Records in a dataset
-=-=-
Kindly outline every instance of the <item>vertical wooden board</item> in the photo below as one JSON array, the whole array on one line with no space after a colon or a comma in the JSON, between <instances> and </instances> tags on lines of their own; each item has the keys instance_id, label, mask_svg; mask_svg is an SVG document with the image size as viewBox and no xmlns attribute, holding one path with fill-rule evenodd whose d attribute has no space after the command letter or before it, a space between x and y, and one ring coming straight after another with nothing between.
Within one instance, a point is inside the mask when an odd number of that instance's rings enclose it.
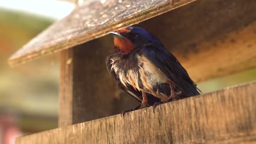
<instances>
[{"instance_id":1,"label":"vertical wooden board","mask_svg":"<svg viewBox=\"0 0 256 144\"><path fill-rule=\"evenodd\" d=\"M16 143L256 142L256 82L19 138Z\"/></svg>"}]
</instances>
-=-=-
Render the material above as a numbered list, omitting blank lines and leaving the pictures out.

__Task output__.
1. Kindly outline every instance of the <item>vertical wooden board</item> in the photo below as one JSON array, the whole array on one line with no space after a colon or a comma in the JSON, between <instances> and </instances> tags on lines of their own; each item has the keys instance_id, label, mask_svg; mask_svg is an SVG document with the image size as viewBox and no xmlns attribute, holding one path with fill-rule evenodd whose d attribute has no space after the command letter or before it, a space between x and y, and one ring coming straight after another with nothing between.
2. Within one instance, a point is inside the mask when an odd number of that instance's rings enclose it.
3. <instances>
4. [{"instance_id":1,"label":"vertical wooden board","mask_svg":"<svg viewBox=\"0 0 256 144\"><path fill-rule=\"evenodd\" d=\"M16 143L256 142L256 82L19 138Z\"/></svg>"}]
5. </instances>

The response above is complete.